Given problem →
Collect each line of the records that contains the string "white" and copy it in full. Case counts.

'''

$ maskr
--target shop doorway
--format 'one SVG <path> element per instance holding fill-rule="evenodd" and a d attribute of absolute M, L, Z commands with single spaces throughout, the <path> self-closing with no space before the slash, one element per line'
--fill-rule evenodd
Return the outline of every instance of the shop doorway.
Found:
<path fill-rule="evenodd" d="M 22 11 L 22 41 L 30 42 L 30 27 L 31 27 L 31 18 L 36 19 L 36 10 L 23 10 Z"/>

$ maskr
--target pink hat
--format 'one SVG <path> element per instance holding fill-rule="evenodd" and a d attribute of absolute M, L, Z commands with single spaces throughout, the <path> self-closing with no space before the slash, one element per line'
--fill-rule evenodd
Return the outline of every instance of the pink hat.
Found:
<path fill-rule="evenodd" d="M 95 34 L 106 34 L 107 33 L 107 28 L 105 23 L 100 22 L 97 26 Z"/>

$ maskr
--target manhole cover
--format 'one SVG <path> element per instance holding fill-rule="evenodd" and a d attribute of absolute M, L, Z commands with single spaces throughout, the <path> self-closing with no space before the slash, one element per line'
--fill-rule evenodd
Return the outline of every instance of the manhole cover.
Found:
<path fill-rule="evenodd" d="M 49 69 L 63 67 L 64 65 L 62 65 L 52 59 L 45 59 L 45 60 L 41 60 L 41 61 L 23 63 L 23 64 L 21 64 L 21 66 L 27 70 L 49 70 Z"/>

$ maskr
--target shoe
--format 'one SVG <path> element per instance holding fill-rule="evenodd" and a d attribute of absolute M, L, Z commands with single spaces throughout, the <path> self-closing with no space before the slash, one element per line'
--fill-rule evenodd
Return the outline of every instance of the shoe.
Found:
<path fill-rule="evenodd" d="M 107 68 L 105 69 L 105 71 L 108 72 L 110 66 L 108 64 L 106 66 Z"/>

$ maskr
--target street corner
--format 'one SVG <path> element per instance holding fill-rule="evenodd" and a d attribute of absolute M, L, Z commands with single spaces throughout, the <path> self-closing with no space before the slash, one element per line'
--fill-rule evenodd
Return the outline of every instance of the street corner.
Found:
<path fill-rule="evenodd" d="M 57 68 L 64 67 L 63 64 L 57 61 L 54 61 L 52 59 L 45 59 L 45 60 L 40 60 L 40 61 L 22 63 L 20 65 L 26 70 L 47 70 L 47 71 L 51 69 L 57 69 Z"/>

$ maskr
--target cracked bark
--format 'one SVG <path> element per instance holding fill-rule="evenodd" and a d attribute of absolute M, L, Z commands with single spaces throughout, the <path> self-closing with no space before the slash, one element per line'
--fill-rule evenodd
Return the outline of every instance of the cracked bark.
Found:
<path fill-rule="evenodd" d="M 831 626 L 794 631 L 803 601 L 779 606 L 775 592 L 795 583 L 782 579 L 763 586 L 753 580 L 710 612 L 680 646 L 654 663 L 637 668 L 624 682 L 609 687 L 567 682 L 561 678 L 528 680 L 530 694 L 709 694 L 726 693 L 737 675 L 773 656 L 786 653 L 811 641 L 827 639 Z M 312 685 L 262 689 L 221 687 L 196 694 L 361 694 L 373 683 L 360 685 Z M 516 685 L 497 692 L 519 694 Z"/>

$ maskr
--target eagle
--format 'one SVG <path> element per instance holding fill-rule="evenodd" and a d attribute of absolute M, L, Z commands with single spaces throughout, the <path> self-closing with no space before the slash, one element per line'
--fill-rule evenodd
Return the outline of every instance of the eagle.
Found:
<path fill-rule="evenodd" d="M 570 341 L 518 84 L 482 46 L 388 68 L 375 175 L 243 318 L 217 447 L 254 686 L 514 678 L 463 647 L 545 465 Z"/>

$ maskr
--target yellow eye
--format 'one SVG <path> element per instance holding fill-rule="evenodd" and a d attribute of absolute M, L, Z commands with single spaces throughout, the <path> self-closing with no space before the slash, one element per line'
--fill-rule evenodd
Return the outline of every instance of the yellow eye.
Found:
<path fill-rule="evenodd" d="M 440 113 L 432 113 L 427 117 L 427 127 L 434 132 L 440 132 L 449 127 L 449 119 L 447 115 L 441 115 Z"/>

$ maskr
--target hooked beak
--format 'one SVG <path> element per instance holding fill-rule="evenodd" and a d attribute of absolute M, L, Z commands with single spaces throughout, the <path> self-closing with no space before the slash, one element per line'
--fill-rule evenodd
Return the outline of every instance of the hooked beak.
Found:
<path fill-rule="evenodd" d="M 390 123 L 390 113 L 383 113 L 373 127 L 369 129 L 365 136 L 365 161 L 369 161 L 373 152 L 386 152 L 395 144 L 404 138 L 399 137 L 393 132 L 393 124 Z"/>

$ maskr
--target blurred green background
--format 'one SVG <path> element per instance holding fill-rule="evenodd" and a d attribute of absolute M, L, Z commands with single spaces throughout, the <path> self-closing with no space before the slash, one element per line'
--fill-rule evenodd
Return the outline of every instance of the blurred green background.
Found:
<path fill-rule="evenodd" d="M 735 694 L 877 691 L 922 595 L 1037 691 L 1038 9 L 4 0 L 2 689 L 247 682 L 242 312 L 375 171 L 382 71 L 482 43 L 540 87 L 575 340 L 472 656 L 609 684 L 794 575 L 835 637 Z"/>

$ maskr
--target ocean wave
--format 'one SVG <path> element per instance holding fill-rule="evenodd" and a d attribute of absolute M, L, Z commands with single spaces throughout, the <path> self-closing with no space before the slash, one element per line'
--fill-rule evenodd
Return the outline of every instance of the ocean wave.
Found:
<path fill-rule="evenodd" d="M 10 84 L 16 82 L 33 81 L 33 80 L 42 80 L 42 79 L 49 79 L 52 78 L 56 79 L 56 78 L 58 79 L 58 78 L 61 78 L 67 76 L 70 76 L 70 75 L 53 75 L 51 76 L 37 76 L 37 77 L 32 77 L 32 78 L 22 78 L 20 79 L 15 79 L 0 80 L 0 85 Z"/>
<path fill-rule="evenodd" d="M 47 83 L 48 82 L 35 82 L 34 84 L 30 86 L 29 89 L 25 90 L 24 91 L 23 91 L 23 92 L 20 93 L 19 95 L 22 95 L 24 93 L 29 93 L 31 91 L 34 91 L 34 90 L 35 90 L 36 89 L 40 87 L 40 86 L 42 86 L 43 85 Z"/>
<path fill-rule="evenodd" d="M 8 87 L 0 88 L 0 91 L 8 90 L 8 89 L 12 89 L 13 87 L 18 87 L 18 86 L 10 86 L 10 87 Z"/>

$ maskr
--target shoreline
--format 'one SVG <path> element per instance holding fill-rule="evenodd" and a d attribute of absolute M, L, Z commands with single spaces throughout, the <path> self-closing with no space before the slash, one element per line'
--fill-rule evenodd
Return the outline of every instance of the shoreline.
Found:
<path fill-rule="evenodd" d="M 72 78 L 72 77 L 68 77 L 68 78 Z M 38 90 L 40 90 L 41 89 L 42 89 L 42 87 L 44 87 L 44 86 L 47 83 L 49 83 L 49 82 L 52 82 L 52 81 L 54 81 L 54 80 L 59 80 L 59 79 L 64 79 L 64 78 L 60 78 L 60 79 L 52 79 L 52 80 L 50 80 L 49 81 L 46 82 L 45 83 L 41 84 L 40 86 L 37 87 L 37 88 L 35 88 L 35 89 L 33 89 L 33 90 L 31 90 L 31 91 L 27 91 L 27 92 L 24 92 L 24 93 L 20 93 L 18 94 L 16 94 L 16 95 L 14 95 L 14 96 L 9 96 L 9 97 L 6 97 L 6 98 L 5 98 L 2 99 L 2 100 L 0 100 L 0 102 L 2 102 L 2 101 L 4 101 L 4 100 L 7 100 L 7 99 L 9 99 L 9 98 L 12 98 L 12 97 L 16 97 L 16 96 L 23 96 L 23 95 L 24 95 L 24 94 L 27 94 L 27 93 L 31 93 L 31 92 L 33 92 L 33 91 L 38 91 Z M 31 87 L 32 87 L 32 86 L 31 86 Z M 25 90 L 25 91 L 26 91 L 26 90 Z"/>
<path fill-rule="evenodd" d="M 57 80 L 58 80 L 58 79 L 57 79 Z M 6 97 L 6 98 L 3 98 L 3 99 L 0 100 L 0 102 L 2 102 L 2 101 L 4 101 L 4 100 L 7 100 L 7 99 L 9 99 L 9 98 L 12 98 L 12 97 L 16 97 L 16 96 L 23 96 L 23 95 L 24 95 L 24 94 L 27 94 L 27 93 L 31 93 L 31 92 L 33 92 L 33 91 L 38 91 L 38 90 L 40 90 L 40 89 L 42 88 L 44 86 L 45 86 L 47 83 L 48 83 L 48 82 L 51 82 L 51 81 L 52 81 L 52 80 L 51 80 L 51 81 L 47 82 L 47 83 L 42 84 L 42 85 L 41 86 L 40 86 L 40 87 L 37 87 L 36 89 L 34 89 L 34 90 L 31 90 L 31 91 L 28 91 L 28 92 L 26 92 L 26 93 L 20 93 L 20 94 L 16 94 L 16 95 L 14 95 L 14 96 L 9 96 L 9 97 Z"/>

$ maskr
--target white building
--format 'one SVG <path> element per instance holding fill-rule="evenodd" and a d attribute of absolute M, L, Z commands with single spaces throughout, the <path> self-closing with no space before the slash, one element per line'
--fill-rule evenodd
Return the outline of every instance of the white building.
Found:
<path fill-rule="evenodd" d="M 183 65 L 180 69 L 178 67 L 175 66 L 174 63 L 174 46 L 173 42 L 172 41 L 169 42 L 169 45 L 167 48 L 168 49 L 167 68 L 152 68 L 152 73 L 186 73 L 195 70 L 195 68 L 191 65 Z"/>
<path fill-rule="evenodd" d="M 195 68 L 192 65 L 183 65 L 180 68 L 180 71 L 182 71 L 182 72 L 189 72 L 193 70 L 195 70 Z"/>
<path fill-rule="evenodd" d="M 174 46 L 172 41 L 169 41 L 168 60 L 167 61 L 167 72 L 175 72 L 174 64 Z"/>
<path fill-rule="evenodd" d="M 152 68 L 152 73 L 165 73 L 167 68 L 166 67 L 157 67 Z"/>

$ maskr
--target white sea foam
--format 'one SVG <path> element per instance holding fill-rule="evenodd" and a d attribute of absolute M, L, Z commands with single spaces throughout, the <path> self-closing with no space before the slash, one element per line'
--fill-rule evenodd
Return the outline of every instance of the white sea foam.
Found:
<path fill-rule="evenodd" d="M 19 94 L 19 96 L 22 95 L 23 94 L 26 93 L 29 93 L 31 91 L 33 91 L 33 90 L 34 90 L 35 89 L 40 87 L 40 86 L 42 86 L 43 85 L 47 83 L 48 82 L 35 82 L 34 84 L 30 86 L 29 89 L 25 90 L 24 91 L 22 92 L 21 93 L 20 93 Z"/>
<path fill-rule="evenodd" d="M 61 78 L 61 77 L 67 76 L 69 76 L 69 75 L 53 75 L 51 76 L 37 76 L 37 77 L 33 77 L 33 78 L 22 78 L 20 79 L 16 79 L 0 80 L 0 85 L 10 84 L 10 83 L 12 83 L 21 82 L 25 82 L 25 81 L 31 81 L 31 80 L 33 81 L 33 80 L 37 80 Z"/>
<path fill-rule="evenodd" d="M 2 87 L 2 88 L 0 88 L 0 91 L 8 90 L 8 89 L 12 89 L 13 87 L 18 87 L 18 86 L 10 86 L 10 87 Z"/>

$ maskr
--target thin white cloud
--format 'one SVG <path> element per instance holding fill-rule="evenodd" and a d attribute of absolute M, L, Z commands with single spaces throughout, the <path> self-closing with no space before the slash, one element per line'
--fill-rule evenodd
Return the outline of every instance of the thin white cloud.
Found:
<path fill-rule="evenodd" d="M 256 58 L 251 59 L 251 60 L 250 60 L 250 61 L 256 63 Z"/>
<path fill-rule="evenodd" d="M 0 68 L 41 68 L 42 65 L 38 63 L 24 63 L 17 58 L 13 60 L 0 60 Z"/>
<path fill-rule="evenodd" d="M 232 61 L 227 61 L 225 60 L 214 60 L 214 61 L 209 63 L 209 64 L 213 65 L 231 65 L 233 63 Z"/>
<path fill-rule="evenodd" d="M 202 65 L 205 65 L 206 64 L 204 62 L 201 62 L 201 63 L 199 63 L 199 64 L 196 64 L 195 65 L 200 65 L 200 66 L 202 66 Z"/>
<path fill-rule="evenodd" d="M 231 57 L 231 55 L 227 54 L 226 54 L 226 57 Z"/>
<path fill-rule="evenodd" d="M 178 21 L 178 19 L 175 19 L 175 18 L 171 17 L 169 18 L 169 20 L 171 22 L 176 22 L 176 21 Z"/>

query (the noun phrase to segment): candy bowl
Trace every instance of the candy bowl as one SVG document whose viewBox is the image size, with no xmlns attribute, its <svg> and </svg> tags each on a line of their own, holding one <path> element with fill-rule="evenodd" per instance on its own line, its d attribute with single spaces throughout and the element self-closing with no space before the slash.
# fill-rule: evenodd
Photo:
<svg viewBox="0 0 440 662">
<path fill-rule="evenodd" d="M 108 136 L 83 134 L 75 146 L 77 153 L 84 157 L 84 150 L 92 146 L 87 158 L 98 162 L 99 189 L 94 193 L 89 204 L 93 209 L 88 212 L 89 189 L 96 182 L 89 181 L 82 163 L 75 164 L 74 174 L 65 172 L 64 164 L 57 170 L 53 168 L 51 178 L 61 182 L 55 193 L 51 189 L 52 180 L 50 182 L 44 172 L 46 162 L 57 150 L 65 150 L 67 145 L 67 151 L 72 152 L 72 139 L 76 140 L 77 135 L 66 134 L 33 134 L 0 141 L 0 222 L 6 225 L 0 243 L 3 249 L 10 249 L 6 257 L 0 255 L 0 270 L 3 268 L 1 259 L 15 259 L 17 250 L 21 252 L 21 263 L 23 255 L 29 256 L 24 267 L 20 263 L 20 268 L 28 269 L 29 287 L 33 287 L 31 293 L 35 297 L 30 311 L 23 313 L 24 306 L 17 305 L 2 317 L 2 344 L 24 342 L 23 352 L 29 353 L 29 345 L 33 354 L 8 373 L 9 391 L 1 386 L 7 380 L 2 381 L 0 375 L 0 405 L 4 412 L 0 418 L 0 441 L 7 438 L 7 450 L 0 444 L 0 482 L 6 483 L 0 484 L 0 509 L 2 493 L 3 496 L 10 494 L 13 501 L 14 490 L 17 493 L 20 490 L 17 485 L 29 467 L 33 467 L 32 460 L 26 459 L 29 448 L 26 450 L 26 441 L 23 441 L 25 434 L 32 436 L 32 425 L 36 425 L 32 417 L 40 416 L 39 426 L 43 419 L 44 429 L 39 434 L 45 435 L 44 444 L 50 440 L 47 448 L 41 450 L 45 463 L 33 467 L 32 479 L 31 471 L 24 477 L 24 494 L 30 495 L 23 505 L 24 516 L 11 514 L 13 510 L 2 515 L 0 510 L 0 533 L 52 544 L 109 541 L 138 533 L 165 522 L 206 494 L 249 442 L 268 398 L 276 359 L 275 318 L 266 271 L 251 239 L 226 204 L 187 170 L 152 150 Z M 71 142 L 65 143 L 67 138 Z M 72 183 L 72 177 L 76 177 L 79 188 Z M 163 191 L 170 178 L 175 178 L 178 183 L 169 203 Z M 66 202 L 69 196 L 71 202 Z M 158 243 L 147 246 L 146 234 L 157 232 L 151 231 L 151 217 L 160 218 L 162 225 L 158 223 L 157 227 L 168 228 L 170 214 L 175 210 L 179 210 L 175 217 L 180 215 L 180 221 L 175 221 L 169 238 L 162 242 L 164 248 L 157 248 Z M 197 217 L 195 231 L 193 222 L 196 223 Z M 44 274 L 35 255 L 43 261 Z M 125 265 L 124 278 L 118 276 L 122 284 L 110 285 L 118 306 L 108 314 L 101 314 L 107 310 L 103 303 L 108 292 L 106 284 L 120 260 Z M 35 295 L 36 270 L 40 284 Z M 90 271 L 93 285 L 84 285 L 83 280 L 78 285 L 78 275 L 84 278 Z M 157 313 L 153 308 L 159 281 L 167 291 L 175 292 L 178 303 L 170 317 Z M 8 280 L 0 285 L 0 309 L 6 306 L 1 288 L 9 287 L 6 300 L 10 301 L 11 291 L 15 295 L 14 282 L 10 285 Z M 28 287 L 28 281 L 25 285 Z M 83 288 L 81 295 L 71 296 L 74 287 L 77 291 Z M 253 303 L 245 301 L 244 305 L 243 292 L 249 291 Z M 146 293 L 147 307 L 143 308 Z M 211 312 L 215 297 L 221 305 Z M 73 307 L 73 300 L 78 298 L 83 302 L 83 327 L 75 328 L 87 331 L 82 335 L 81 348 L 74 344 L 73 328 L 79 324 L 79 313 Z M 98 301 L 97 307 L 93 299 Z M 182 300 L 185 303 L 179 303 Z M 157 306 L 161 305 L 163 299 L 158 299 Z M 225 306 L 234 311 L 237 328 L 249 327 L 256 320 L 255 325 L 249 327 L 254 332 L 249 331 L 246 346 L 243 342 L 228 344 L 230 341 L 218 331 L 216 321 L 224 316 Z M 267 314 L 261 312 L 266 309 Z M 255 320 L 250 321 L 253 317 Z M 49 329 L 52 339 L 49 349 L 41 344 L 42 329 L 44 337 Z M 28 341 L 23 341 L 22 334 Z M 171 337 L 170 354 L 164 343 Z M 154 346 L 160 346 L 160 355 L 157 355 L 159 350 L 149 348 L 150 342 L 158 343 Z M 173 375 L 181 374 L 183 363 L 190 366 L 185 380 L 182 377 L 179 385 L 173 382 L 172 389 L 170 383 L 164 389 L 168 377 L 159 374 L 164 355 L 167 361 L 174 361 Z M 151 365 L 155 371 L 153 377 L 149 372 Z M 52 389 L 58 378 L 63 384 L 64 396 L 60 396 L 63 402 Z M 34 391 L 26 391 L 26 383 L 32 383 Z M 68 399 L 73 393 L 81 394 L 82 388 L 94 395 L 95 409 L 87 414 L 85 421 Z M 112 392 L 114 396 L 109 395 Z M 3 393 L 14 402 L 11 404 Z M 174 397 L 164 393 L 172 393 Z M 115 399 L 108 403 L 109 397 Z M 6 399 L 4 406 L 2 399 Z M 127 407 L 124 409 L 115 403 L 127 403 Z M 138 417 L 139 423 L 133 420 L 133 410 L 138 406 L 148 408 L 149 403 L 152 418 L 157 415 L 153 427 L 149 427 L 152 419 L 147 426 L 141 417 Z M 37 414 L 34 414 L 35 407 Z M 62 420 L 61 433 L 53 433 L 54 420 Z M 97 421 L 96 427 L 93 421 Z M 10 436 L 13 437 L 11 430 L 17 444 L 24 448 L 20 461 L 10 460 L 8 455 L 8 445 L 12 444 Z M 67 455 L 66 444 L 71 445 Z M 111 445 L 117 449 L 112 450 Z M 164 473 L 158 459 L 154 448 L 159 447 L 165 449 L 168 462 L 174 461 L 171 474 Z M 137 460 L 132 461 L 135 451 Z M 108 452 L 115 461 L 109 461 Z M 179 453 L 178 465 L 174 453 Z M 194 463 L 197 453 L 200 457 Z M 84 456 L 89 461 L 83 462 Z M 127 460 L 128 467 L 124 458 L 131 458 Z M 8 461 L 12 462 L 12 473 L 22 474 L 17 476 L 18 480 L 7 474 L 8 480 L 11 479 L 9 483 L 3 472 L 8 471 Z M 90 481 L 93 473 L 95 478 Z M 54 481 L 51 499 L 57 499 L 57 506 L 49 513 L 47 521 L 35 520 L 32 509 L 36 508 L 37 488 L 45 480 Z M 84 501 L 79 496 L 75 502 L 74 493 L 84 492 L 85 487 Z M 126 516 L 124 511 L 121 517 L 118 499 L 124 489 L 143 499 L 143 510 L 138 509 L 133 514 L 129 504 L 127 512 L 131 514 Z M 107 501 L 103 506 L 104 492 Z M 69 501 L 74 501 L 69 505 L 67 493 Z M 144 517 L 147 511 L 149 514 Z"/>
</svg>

'''

Response →
--target white building
Return the outline of every instance of the white building.
--target white sea foam
Return the outline of every instance of the white sea foam.
--target thin white cloud
Return the outline of every instance of the thin white cloud.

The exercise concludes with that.